+++ MATERIAL PROVIDED +++
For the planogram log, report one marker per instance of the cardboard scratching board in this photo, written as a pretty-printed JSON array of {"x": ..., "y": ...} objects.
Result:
+++
+++ MATERIAL PROVIDED +++
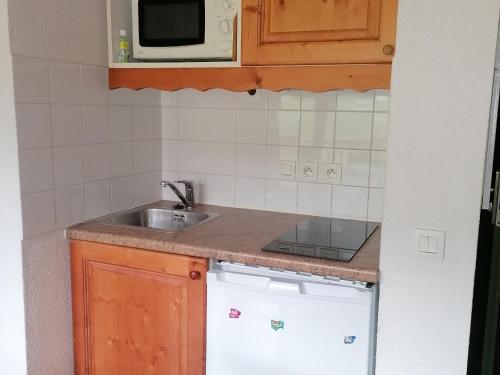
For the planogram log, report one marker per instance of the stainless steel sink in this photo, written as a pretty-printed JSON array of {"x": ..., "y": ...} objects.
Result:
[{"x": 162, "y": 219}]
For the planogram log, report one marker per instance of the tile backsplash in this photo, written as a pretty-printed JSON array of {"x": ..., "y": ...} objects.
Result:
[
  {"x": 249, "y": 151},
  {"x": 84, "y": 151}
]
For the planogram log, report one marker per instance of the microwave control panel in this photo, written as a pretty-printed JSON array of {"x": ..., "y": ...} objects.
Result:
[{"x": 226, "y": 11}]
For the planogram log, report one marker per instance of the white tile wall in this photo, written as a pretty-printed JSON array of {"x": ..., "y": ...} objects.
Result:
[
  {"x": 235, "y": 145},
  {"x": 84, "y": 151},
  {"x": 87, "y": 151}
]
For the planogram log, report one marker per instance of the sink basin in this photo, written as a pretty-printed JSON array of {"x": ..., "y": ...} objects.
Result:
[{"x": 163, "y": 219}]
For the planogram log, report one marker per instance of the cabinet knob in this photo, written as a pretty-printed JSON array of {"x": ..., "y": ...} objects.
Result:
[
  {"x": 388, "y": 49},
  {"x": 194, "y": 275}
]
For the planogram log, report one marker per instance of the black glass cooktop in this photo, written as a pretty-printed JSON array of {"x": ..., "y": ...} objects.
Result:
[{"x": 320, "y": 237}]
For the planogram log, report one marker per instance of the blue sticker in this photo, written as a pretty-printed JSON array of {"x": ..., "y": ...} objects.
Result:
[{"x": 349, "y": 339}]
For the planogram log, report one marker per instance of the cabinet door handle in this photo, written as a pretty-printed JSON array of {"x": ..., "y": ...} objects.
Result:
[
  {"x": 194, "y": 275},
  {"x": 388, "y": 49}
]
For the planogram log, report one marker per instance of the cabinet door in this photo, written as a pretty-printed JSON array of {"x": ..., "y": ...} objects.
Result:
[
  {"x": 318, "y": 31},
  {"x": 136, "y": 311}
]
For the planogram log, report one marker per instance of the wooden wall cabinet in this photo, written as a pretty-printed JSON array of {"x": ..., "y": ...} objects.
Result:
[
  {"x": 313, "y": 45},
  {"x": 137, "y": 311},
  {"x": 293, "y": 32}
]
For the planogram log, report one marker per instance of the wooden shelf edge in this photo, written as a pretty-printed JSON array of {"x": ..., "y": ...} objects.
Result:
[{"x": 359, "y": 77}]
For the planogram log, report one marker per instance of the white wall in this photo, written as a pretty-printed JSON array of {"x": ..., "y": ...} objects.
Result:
+++
ABOUT THIS EXERCISE: Whenever a line of the data includes the word "sink", show that line in full.

RESPONSE TO THE TASK:
For the planogram log, report one marker per instance of the stainless steel sink in this photo, written as a pretty-printed JSON array of {"x": ..., "y": ...} objects.
For the planogram log, report one marker per instance of the sink basin in this photo, written as a pretty-printed JSON array of {"x": ..., "y": ...} objects.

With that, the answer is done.